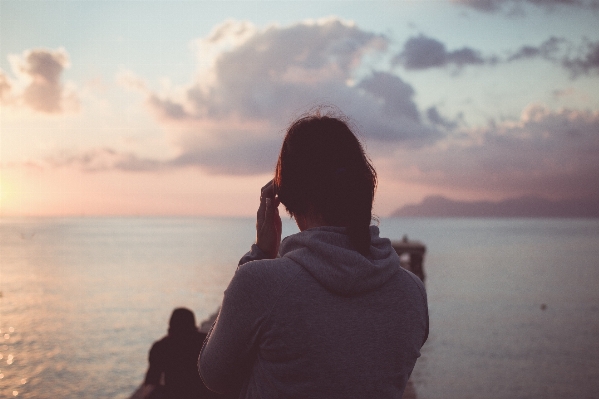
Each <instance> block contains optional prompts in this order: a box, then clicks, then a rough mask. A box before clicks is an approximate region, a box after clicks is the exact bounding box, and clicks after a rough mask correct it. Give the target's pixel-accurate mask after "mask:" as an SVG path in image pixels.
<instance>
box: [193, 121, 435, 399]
mask: <svg viewBox="0 0 599 399" xmlns="http://www.w3.org/2000/svg"><path fill="white" fill-rule="evenodd" d="M375 188H376V173H375V171H374V168H373V167H372V165H371V164H370V162H369V160H368V158H367V157H366V155H365V154H364V150H363V148H362V146H361V144H360V142H359V141H358V139H357V138H356V136H355V135H354V134H353V133H352V132H351V130H350V129H349V127H348V126H347V124H346V123H344V122H343V121H342V120H340V119H337V118H332V117H328V116H320V115H314V116H307V117H304V118H301V119H299V120H297V121H296V122H294V123H293V124H292V125H291V127H290V128H289V129H288V131H287V134H286V136H285V139H284V141H283V146H282V148H281V152H280V155H279V160H278V163H277V167H276V172H275V178H274V180H273V181H272V182H269V183H268V184H267V185H266V186H264V187H263V188H262V194H261V197H260V207H259V209H258V217H257V223H256V230H257V239H256V243H255V244H254V245H252V248H251V250H250V252H248V253H247V254H246V255H245V256H244V257H243V258H242V259H241V261H240V262H239V268H238V269H237V272H236V273H235V276H234V277H233V279H232V280H231V283H230V284H229V287H228V288H227V290H226V291H225V296H224V299H223V303H222V307H221V310H220V314H219V316H218V318H217V320H216V322H215V323H214V325H213V327H212V330H211V331H210V333H209V334H208V339H207V340H206V343H205V344H204V347H203V348H202V352H201V354H200V358H199V364H198V366H199V371H200V375H201V376H202V379H203V380H204V383H205V384H206V386H207V387H208V388H210V389H212V390H214V391H216V392H221V393H228V394H230V395H232V396H236V397H240V398H348V397H352V398H401V396H402V393H403V390H404V388H405V386H406V383H407V380H408V377H409V376H410V373H411V372H412V369H413V367H414V364H415V363H416V359H417V358H418V357H419V356H420V348H421V346H422V345H423V344H424V342H425V341H426V338H427V336H428V311H427V303H426V293H425V291H424V286H423V285H422V283H421V281H420V280H419V279H418V278H417V277H416V276H414V275H413V274H411V273H410V272H408V271H406V270H404V269H401V268H400V266H399V257H398V256H397V254H396V253H395V251H394V250H393V248H392V247H391V243H390V241H389V240H388V239H384V238H380V237H379V230H378V228H377V227H376V226H370V222H371V219H372V202H373V198H374V191H375ZM279 202H280V203H282V204H283V205H284V206H285V208H286V210H287V212H288V213H289V214H290V215H291V216H292V217H293V218H294V219H295V221H296V223H297V225H298V227H299V229H300V232H299V233H297V234H294V235H292V236H289V237H287V238H286V239H285V240H283V242H281V219H280V217H279V214H278V209H277V207H278V205H279Z"/></svg>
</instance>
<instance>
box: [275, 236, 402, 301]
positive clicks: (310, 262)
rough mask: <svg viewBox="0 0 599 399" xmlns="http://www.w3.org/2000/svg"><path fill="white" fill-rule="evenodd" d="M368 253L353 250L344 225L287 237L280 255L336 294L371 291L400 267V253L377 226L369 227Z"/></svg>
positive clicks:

○ ○ ○ ○

= PROBLEM REQUIREMENTS =
Look through the entries above. Copy out every line holding the word "clicks".

= OUTPUT BELOW =
Each <instance> block contains optional prompts in this order: a box, then clicks, then a rough mask. A box before clicks is an approximate region, a box after clicks is the exact bounding box, and clicks after a rough mask correct it. Give the target's pixel-accurate mask after "mask:" as an SVG path in image pixels.
positive clicks: (310, 262)
positive clicks:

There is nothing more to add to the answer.